▶ **EXTRACT**:
%%

JUAN BALTAZAR, Warden, Denver Contract Detention Facility, Aurora, Colorado, in his
official capacity,
ROBERT HAGAN, Director of the Denver Field Office for U.S. Immigration and
Customs Enforcement, in his official capacity;
KRISTI NOEM, Secretary of the U.S. Department of Homeland Security, in her official
capacity;
TODD LYONS, Acting Director of U.S. Immigration and Customs Enforcement, in his
official capacity;
PAMELA BONDI, Attorney General of the United States, in her official capacity;
EXECUTIVE OFFICE FOR IMMIGRATION REVIEW;
SIRCE OWEN, Acting Director for Executive Office of Immigration Review, in her official
capacity;
U.S. DEPARTMENT OF HOMELAND SECURITY;
AURORA IMMIGRATION COURT; and,
U.S. IMMIGRATION AND CUSTOMS ENFORCEMENT,
Respondents-Defendants.
ORDER
Pending before the Court is Respondents-Defendants’ (“Defendants”) Motion to
Stay the Answer Deadline or, in the Alternative, to Require Full Briefing on the Motion to
Dismiss (“Motion to Stay”). ECF No. 94. Petitioners-Plaintiffs (“Plaintiffs”) filed a
Response. ECF No. 95. For the reasons stated, the Motion is granted in part and denied
in part.
I. BACKGROUND
In July 2025, the government adopted an interpretation of the Immigration and
Nationality Act (“INA”) to require detention for noncitizens found within the interior part of
the United States who did not have a pending order of removal. The government
maintains that these noncitizens are detained under 8 U.S.C. § 1225 (b)(2)(A), which
requires mandatory detention during the pendency of a noncitizen’s immigration removal
proceedings. This application to such noncitizens represents a significant departure from
long-standing policy. Previously, such noncitizens were detained under 8 U.S.C.

%%

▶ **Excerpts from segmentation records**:

%%

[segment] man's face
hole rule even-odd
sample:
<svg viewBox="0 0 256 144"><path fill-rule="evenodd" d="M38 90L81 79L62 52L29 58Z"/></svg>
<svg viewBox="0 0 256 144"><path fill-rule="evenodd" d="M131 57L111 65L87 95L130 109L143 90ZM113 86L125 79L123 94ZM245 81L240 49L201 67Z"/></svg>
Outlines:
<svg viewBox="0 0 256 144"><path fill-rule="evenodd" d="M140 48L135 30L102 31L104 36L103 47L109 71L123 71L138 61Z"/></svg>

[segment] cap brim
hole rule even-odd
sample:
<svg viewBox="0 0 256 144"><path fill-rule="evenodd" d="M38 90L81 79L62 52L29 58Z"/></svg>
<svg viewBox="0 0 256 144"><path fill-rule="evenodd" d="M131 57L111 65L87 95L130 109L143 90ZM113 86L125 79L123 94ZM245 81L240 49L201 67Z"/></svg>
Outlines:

%%

▶ **EXERCISES**:
(A) Reproduce the stretch of the court order from "I. BACKGROUND" through "were detained under 8 U.S.C.", word for word.
(B) Say whether each statement agrees with the court order, answering yes or no and quoting the words that decide it: (i) the Motion to Stay was granted in full; (ii) the government adopted its interpretation of the Immigration and Nationality Act in July 2025; (iii) Pamela Bondi is named as Secretary of the U.S. Department of Homeland Security.

▶ **ANSWERS TO THE PROBLEMS**:
(A)
I. BACKGROUND
In July 2025, the government adopted an interpretation of the Immigration and
Nationality Act (“INA”) to require detention for noncitizens found within the interior part of
the United States who did not have a pending order of removal. The government
maintains that these noncitizens are detained under 8 U.S.C. § 1225 (b)(2)(A), which
requires mandatory detention during the pendency of a noncitizen’s immigration removal
proceedings. This application to such noncitizens represents a significant departure from
long-standing policy. Previously, such noncitizens were detained under 8 U.S.C.

(B)
(i) No: "the Motion is granted in part and denied in part."
(ii) Yes: "In July 2025, the government adopted an interpretation of the Immigration and Nationality Act."
(iii) No: "PAMELA BONDI, Attorney General of the United States."